DOCUMENT EXTRACT >>

○ ○ ○

When the emerging church made this decision the preaching of many of its leaders, who were by then Gentiles, betrayed the truths in the texts themselves and made the new texts out to be superior, and the people of the old texts to be inferior and enemies of the new. This seemingly simple decision, to divide the texts, set a tragic wheel in motion that resulted in crusades, inquisitions, ghettos, pogroms and ultimately the Holocaust.

One survivor of the Holocaust, Elie Wiesel gets to the heart of this tragedy of dividing and labeling the texts when he raises the following questions:

How is one to explain that neither Hitler nor Himmler was ever excommunicated by the church? That Pius XII never thought it necessary, not to say indispensable, to condemn Auschwitz and Treblinka? That among the S.S. a large proportion were believers who remained faithful to their Christian ties to the end? That there were killers who went to confession between massacres? And that they all came from Christian families and had received a Christian education? (Elie Wiesel, A Jew Today [New York: Random House, 1979] p.13)

Those responsible for the Holocaust had all too much help from the Church throughout the centuries – most of all its silence. Once Constantine, the Roman emperor, married a Gentile Christianity to the pagan religion of the empire, the wellfrom which we have come to drink was been poisoned. Out of this poisoned well more than six million Jews alongside some five million others were slaughtered. All of the men and boys were circumcised for the same reasons Jesus and his cousin John were circumcised – that they might enter into the Covenant with the God of Israel, and then into Torah, and then into marriage, and then into good deeds. If Jesus and John had been born in the Eastern Europe of the early 20th Century, Constantine’s Christianity would have killed them too, when it was discovered that they were circumcised.

Jesus, we read, breathes on the disciples. To us this sounds odd – even impolite. To those Jews who wrote and first read these texts, this was a sign. For in Hebrew and in Greek the words for breath also mean wind and spirit. God’s spirit-wind-breath is first pictured hovering over the chaotic waters of creation. When the first formed human lay completely lifeless, God breaths spirit into its nose and it becomes a living being. When the hopes of Israel in exile were cut off, the people a dead people, Ezekiel is commanded to call to the breath, and the breath came rushing from the four winds and raised the slain of Israel to new life and new hope. In Acts the wind blows into Jerusalem, and Jews from all over creation are gathered together and brought to life.

○ ○ ○

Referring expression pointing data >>
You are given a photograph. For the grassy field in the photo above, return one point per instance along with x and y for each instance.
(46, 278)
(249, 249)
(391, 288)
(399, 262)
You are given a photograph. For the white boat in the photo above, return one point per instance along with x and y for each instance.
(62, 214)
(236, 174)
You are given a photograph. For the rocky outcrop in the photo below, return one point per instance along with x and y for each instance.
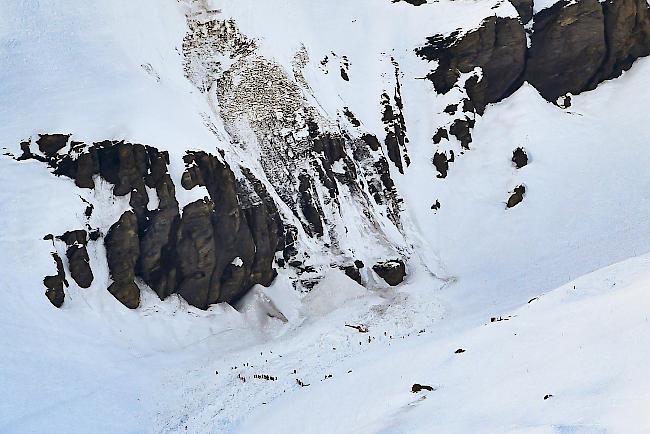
(214, 251)
(56, 283)
(524, 9)
(122, 253)
(575, 45)
(567, 48)
(78, 259)
(498, 47)
(393, 271)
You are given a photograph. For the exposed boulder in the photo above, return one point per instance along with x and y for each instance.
(441, 163)
(353, 271)
(50, 144)
(568, 47)
(517, 196)
(55, 283)
(78, 259)
(627, 37)
(462, 130)
(439, 135)
(393, 271)
(122, 252)
(524, 9)
(519, 158)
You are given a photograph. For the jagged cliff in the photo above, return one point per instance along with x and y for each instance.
(310, 178)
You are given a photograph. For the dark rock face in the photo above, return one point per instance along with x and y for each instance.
(498, 47)
(413, 2)
(441, 163)
(524, 9)
(517, 196)
(439, 135)
(567, 48)
(627, 37)
(393, 272)
(353, 271)
(308, 205)
(55, 284)
(574, 47)
(215, 252)
(78, 260)
(122, 252)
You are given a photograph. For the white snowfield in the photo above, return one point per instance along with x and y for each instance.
(571, 360)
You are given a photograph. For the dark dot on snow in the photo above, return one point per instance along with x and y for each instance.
(420, 387)
(517, 196)
(519, 158)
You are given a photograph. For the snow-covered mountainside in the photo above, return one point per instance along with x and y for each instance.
(343, 216)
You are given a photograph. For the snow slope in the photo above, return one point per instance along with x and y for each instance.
(114, 70)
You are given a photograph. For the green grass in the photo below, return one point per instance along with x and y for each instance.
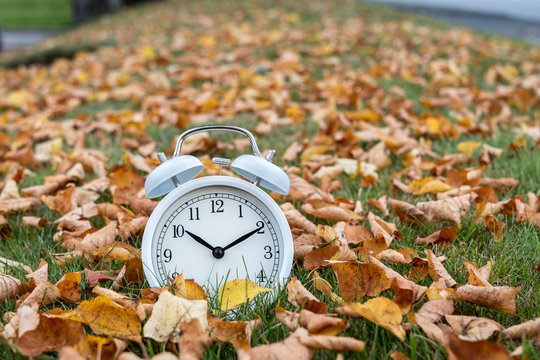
(35, 14)
(515, 256)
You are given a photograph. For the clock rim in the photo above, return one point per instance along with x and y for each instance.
(217, 180)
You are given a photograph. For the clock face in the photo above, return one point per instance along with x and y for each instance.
(217, 233)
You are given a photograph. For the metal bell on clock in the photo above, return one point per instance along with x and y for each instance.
(171, 173)
(182, 168)
(262, 172)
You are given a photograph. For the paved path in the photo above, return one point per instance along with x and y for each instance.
(21, 39)
(519, 19)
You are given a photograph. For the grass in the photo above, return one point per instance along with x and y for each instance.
(515, 256)
(35, 14)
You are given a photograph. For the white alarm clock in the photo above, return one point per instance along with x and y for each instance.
(217, 228)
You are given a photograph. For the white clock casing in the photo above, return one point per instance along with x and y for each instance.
(267, 253)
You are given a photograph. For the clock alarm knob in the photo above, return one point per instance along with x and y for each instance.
(171, 173)
(262, 172)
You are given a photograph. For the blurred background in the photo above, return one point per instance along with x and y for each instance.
(26, 22)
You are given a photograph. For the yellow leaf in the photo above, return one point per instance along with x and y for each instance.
(381, 311)
(428, 185)
(147, 52)
(468, 147)
(236, 292)
(107, 318)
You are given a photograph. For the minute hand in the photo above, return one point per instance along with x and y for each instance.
(200, 240)
(242, 238)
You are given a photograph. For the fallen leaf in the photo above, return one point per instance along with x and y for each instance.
(441, 237)
(473, 328)
(237, 292)
(381, 311)
(300, 297)
(460, 349)
(500, 298)
(356, 279)
(528, 329)
(193, 341)
(106, 318)
(48, 334)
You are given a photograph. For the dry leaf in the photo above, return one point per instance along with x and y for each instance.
(300, 297)
(356, 280)
(500, 298)
(381, 311)
(473, 328)
(441, 237)
(106, 318)
(237, 292)
(459, 349)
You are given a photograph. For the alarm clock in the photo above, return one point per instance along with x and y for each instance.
(217, 228)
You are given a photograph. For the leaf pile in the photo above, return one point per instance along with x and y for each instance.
(391, 139)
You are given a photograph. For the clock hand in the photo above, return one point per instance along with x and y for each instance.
(200, 241)
(242, 238)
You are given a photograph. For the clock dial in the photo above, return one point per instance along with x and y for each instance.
(215, 234)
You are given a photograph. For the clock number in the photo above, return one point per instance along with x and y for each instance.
(194, 214)
(167, 254)
(268, 253)
(219, 204)
(178, 231)
(261, 277)
(260, 224)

○ ○ ○

TASK SET >>
A – In the passage on the church and the Holocaust, which Roman emperor married a Gentile Christianity to the pagan religion of the empire?
B – Echo the part of the passage on the church and the Holocaust that opens with the words containing "One survivor of" and closes with "House, 1979] p.13)".

TASK ANSWERS >>
A – Constantine

B –
One survivor of the Holocaust, Elie Wiesel gets to the heart of this tragedy of dividing and labeling the texts when he raises the following questions:

How is one to explain that neither Hitler nor Himmler was ever excommunicated by the church? That Pius XII never thought it necessary, not to say indispensable, to condemn Auschwitz and Treblinka? That among the S.S. a large proportion were believers who remained faithful to their Christian ties to the end? That there were killers who went to confession between massacres? And that they all came from Christian families and had received a Christian education? (Elie Wiesel, A Jew Today [New York: Random House, 1979] p.13)